Ulysses ganhou uma aclamação imediata entre muitos críticos, escritores e acadêmicos. T. S. Eliot destacou no sistema criativo de Joyce "uma maneira de controlar, de ordenar, de dar uma forma e um significado ao imenso panorama de futilidade e anarquia que é a história contemporânea”. Disse ainda considerar Ulysses “como a expressão mais importante da época atual; é um livro do qual todos somos devedores e de que ninguém pode escapar". Já entre os detratores, uma das vozes de destaque foi a escritora Virginia Woolf, que tachou o livro como “uma catástrofe memorável; imenso em atrevimento, terrível como um desastre".

Professor do Departamento de Letras da Universidade Federal do Paraná, Caetano W. Galindo é autor da mais recente tradução de Ulysses para o Brasil, na edição de 2012 da Penguin, revista para a atual versão comemorativa dos 100 anos do livro. Em entrevista ao jornal Zero Hora, Galindo destacou que foi só nos anos 1960 que o livro começou a se firmar como clássico junto a um público maior:

“Antes, Ulysses era basicamente um livro pouco lido, pouco visto, porque era proibido na maioria dos países, por ser considerado indecente, e portanto não tinha uma grande fortuna crítica. Era um livro que tinha muita influência entre os escritores, entre os críticos, mas entre o público em geral a influência era quase nula. A partir dos anos 1960, ocorre essa virada crítica e editorial (...). Há quem já tenha ligado isso ao surgimento da contracultura, à ideia de valorização desse lado sujo e inclusive indecente do Ulysses. É a partir daí que o livro ganha uma popularidade maior. Se é que a gente pode falar em popularidade de um livro que até hoje é muito pouco lido”.

Sobre o legado do livro, o tradutor destaca:

“Certas referências hoje são muito difíceis de entender, certos fatos ligados ao contexto da época ficaram um pouco mais distantes, mas esteticamente e tecnicamente ele não envelheceu um dia. Eu ouvi isso já de escritores e de romancistas brasileiros novos e mais velhos: o livro parece que foi escrito ontem (...) É óbvio que não é fácil, é óbvio que não é direto, nem simples e singelo, mas não tem nada de intocável ou de torre de marfim”.

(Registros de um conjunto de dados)
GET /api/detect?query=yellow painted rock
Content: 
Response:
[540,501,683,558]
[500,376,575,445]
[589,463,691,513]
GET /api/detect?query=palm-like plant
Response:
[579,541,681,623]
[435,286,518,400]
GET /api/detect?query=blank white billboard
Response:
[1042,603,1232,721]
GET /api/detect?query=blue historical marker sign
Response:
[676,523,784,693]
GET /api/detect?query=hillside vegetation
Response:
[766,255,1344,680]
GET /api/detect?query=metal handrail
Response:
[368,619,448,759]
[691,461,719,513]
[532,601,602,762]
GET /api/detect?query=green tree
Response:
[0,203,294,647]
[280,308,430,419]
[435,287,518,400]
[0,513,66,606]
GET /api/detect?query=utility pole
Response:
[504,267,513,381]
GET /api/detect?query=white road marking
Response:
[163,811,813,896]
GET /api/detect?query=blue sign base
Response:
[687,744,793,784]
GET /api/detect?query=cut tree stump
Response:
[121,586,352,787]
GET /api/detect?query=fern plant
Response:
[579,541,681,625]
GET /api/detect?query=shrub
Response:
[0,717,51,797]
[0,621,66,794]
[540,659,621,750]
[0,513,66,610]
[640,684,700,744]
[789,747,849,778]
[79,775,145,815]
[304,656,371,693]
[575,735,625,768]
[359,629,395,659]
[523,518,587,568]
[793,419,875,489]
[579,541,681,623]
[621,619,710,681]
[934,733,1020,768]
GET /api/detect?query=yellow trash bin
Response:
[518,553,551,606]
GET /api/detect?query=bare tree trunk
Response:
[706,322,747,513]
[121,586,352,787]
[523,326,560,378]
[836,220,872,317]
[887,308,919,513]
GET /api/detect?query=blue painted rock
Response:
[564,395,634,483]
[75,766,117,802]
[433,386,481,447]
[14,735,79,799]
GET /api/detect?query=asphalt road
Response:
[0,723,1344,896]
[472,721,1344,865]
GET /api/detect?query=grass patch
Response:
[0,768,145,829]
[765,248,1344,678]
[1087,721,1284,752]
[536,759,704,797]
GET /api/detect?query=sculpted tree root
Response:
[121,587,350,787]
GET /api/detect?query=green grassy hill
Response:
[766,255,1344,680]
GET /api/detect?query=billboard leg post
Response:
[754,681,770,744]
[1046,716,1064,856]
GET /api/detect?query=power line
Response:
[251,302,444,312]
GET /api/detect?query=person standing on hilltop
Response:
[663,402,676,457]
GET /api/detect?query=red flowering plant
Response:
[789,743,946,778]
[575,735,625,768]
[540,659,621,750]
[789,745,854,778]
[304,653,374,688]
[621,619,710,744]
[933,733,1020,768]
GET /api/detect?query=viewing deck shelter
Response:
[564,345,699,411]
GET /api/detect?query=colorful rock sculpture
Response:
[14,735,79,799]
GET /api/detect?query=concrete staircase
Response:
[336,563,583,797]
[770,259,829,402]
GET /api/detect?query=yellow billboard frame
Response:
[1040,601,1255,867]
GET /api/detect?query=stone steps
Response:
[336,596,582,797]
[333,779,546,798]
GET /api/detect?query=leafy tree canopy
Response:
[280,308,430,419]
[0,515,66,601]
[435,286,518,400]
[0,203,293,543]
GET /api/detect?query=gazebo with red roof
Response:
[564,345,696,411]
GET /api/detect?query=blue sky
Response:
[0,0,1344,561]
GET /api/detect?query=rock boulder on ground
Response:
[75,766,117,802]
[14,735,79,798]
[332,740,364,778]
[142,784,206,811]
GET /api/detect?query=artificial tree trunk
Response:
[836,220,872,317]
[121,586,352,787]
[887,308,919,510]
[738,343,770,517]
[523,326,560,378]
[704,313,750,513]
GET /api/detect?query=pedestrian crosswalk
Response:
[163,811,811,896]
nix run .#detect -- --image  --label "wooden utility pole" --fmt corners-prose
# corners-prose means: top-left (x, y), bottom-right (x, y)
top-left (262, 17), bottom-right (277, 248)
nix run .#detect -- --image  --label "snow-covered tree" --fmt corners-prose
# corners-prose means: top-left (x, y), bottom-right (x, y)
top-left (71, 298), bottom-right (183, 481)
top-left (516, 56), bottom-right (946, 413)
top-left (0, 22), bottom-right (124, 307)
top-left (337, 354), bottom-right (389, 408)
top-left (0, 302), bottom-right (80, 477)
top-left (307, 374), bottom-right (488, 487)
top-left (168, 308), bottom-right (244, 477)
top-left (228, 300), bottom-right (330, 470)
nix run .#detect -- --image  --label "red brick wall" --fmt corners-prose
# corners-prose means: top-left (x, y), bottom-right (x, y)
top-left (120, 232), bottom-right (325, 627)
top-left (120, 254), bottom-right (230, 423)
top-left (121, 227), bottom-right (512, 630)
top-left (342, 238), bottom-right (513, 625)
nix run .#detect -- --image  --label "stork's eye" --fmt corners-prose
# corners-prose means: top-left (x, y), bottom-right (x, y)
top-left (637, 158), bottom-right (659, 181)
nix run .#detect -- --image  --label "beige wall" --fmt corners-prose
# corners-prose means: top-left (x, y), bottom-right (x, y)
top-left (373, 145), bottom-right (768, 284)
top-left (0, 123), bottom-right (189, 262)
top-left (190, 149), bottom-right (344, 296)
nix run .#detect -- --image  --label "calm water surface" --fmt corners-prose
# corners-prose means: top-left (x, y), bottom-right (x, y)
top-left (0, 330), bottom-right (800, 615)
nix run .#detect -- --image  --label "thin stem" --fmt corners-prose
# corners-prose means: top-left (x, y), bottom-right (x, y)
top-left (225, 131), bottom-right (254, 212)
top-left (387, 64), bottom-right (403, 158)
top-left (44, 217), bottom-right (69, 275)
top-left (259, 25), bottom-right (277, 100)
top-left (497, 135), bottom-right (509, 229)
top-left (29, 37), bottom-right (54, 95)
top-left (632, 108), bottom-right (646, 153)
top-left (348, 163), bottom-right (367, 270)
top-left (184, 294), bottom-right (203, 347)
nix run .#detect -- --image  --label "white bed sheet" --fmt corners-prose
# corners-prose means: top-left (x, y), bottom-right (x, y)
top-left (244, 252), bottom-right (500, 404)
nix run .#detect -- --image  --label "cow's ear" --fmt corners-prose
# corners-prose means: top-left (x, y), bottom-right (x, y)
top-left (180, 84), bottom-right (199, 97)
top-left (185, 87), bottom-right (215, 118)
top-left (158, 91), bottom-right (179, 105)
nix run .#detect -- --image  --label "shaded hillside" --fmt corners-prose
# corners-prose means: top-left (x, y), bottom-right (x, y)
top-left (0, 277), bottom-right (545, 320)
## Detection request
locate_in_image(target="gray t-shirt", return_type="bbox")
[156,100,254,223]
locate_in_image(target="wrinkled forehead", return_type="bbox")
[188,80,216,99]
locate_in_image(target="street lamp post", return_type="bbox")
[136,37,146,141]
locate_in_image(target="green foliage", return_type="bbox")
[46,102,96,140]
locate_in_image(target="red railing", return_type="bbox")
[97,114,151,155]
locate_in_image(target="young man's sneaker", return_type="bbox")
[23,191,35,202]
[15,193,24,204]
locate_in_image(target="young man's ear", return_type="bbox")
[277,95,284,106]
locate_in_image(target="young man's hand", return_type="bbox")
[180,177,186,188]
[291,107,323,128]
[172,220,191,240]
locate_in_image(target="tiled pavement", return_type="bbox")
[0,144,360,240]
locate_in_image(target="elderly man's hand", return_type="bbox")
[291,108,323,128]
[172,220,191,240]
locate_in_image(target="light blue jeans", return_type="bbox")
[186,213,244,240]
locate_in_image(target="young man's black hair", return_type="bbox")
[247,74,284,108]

SOLICITAÇÃO
Resuma em duas frases o texto sobre a recepção de Ulysses. Esses registros não têm relação alguma com o texto sobre a recepção de Ulysses.

RESOLUÇÃO
Ulysses foi aclamado de imediato por muitos críticos, escritores e acadêmicos, entre eles T. S. Eliot, que o considerou a expressão mais importante da época atual, enquanto Virginia Woolf o tachou de "uma catástrofe memorável". Segundo o tradutor Caetano W. Galindo, o livro foi proibido na maioria dos países por ser considerado indecente e só se firmou como clássico junto a um público maior a partir dos anos 1960; embora não seja fácil, esteticamente e tecnicamente ele não envelheceu.